> **REQUIRED WORK**
Extract, from the listing that follows, each line containing the word "blue".
*** DATA SHOWN ***
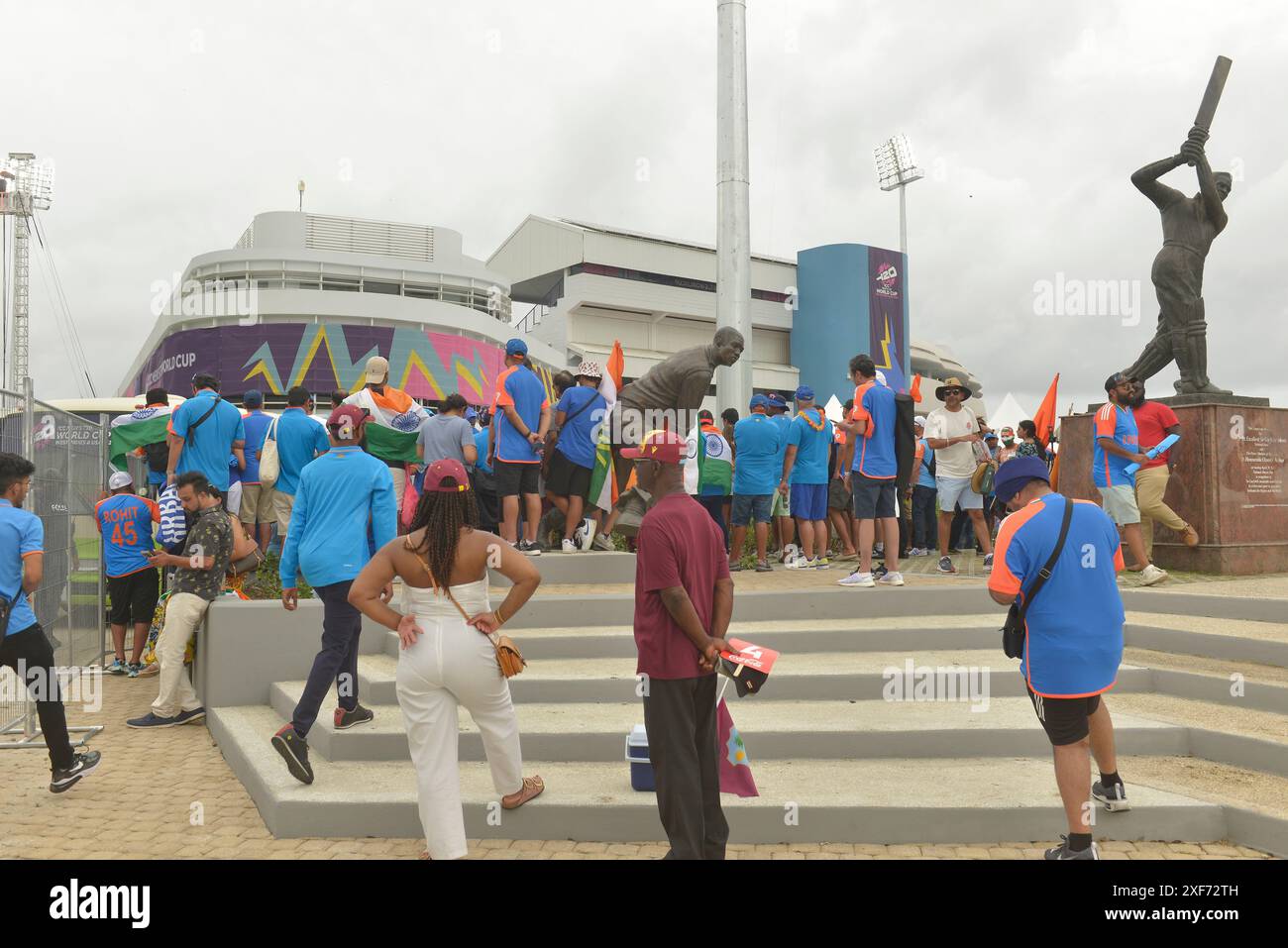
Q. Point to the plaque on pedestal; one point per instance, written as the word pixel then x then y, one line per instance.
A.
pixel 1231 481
*** End of DATA SHOWN ***
*** DATA SHOWN ***
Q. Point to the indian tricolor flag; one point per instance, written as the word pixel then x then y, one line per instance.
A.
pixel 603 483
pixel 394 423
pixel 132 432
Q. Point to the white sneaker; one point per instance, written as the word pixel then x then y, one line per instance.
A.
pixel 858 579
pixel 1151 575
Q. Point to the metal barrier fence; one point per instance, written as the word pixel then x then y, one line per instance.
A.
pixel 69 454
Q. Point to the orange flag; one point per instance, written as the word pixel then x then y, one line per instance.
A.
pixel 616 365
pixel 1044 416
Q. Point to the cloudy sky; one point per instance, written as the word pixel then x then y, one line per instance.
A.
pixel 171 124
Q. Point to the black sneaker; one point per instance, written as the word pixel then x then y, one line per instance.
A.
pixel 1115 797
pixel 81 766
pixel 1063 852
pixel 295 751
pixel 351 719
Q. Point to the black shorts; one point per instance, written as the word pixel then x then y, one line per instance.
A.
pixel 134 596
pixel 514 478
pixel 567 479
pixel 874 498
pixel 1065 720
*** End of DATA SHOWN ***
*** DATA SHOWN ***
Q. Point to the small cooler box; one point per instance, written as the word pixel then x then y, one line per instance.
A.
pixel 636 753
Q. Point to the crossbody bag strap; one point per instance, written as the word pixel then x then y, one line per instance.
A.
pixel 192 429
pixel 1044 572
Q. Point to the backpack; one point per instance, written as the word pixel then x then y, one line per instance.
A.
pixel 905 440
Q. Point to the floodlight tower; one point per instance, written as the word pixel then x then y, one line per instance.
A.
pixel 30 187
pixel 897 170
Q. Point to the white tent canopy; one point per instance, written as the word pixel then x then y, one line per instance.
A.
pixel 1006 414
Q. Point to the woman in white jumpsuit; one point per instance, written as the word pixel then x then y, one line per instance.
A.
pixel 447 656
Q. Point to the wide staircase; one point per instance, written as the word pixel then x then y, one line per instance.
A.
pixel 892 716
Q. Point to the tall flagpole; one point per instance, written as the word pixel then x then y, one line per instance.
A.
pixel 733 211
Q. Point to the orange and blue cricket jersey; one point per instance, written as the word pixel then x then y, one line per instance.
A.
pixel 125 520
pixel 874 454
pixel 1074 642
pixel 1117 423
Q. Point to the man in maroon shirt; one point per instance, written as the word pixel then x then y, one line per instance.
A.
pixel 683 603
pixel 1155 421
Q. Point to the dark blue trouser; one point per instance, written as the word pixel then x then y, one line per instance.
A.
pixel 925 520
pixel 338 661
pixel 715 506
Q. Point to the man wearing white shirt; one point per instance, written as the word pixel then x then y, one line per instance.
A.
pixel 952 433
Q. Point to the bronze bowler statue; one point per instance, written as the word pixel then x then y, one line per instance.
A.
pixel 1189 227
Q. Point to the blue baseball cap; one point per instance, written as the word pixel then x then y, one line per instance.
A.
*** End of DATA SHOWN ***
> **SOLUTION FOR THIS PROBLEM**
Q. Point to the orange and blue cricket jersey; one point per instance, written as the word pixel then x then y, one line per instance.
Q. Point to the dark blue trouser; one point per instance, written as the word pixel then x then y, one line per instance.
Q. Point to the blue baseball cap; one point per instance, written as the word pixel then x then y, one line per instance.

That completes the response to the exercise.